SOURCE PASSAGE:
....

With millions of samples, security vendors can train their systems to recognize known attacks but also identify patterns that allow them to spot attacks that have never been seen before.
All the major security vendors have either already added advanced threat detection, behavior analytics, and machine learning to their systems or are in the process of furiously trying to catch up with their competitors who have already done so.
"Machine learning algorithms are trained multiple times a day on huge sets of malicious files," said Botezatu. "Quality assurance runs on known good files to minimize false positives."
Vendors aren't the only ones collecting virtual mountains of information.
Internally, data center operators are collecting data feeds from both their on-premises and cloud infrastructure to look for suspicious files, behaviors, and communications.
"Event-correlation technologies piece an attack’s disparate components together to stop it cold," Botezatu said. "File reputation systems consider how many running instances of an application exist in the customer pool to understand how likely that app is to be malicious."
None of this would be possible without the ability to store and analyze massive amounts of information – and do in real time.
"Big data powers the cybersecurity world," he said. "There are few verticals as privileged as ours in terms of knowledge about how to secure big data."
This is vital, since security incidents are getting faster and larger in scope.
According to a report released in April by cybersecurity vendor Gemanto, 2.6 billion records were breached last year, the first time this number exceeded 2 billion and an increase of 88 percent over the previous year.
That averages out to more than 7 million records a day.
Even more worrisome, in most breaches the time it takes for systems to be compromised is measured in minutes, and exfiltration occurs within hours, according to the latest Verizon data breach investigations report.
That brings us to the next frontier in cybersecurity where big data is poised to make an impact: incident response.
As more data is collected not just about the attacks, but about how data centers react to them, the security industry is starting to create automated playbooks that allow organizations to respond instantly and intelligently to the attacks.
Companies without that kind of scale either have to wait until they've collected enough data to make analytics useful or share their playbooks with their peers.
Keep an eye out for vendors to emerge in this space who will not only help data centers put together incident-response playbooks and automate them, but also collect them in a central location, where they can do analytics on the responses, figure out the best strategies, and then add that knowledge to their recommendation engines.

....

AVAILABLE RECORDS:
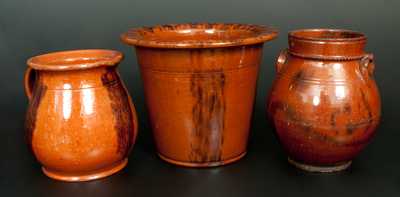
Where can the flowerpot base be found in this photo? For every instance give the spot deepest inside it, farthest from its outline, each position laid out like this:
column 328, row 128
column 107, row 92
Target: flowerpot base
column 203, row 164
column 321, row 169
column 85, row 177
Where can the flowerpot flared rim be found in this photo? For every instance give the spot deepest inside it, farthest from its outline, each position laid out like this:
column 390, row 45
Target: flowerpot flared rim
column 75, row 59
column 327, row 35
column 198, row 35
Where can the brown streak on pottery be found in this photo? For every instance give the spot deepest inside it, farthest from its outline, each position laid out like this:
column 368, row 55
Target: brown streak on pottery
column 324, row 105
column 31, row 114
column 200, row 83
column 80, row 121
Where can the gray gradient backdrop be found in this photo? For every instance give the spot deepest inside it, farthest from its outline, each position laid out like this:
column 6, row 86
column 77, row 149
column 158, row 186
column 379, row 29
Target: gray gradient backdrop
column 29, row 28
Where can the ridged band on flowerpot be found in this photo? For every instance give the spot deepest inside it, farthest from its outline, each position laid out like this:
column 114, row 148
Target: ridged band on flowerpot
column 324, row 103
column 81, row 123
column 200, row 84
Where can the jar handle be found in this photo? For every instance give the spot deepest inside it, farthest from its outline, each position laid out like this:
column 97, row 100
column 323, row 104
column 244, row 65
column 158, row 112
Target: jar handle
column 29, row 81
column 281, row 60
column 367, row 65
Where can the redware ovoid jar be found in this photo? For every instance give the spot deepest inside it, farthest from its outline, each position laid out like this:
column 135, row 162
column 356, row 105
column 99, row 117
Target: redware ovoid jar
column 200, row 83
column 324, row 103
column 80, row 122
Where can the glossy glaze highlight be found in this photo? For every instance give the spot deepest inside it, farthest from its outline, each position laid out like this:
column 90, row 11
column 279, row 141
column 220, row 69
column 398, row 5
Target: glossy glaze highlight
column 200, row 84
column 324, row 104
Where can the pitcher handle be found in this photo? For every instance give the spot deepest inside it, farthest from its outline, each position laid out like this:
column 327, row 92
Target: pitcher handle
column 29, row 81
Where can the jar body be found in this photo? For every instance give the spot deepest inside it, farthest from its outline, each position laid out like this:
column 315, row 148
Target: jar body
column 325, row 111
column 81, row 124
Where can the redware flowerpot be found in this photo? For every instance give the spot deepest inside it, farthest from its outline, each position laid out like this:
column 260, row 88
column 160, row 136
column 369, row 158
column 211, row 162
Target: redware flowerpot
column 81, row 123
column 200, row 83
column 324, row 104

....

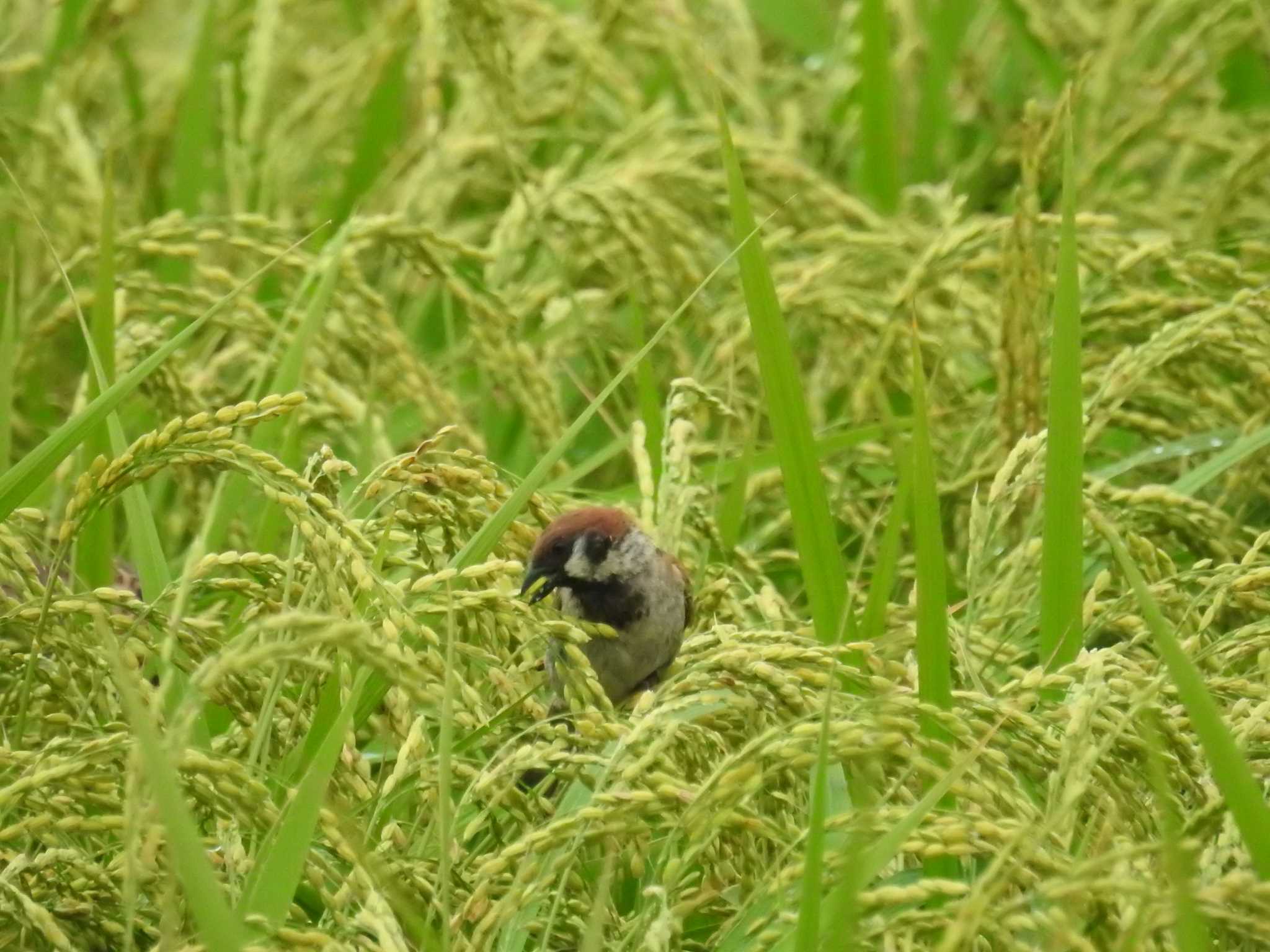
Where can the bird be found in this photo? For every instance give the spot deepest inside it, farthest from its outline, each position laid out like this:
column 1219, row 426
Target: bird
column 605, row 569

....

PROBLEMS TO WORK ON:
• 1. According to the cybersecurity article, why is it vital to store and analyze massive amounts of information in real time? Answer in one to three sentences.
• 2. Turn the entries from the line with "Where can the ridged" through the line with "column 81, row 124", both ends included, into a Markdown table with the columns Row and Line. Give each line its row number and leave out blank lines.
The article and the entries have nothing to do with each other.

EXPECTED OUTPUTS:
• 1. It is vital because security incidents are getting faster and larger in scope. Systems are usually compromised within minutes and data is taken within hours. The number of breached records also passed 2 billion for the first time last year.

• 2.
| Row | Line |
|---|---|
| 1 | Where can the ridged band on flowerpot be found in this photo? For every instance give the spot deepest inside it, farthest from its outline, each position laid out like this: |
| 2 | column 114, row 148 |
| 3 | Target: ridged band on flowerpot |
| 4 | column 324, row 103 |
| 5 | column 81, row 123 |
| 6 | column 200, row 84 |
| 7 | Where can the jar handle be found in this photo? For every instance give the spot deepest inside it, farthest from its outline, each position laid out like this: |
| 8 | column 97, row 100 |
| 9 | column 323, row 104 |
| 10 | column 244, row 65 |
| 11 | column 158, row 112 |
| 12 | Target: jar handle |
| 13 | column 29, row 81 |
| 14 | column 281, row 60 |
| 15 | column 367, row 65 |
| 16 | Where can the redware ovoid jar be found in this photo? For every instance give the spot deepest inside it, farthest from its outline, each position laid out like this: |
| 17 | column 135, row 162 |
| 18 | column 356, row 105 |
| 19 | column 99, row 117 |
| 20 | Target: redware ovoid jar |
| 21 | column 200, row 83 |
| 22 | column 324, row 103 |
| 23 | column 80, row 122 |
| 24 | Where can the glossy glaze highlight be found in this photo? For every instance give the spot deepest inside it, farthest from its outline, each position laid out like this: |
| 25 | column 90, row 11 |
| 26 | column 279, row 141 |
| 27 | column 220, row 69 |
| 28 | column 398, row 5 |
| 29 | Target: glossy glaze highlight |
| 30 | column 200, row 84 |
| 31 | column 324, row 104 |
| 32 | Where can the pitcher handle be found in this photo? For every instance give the spot deepest inside it, farthest from its outline, each position laid out like this: |
| 33 | column 327, row 92 |
| 34 | Target: pitcher handle |
| 35 | column 29, row 81 |
| 36 | Where can the jar body be found in this photo? For every instance give the spot deepest inside it, farthest from its outline, each position laid out like this: |
| 37 | column 315, row 148 |
| 38 | Target: jar body |
| 39 | column 325, row 111 |
| 40 | column 81, row 124 |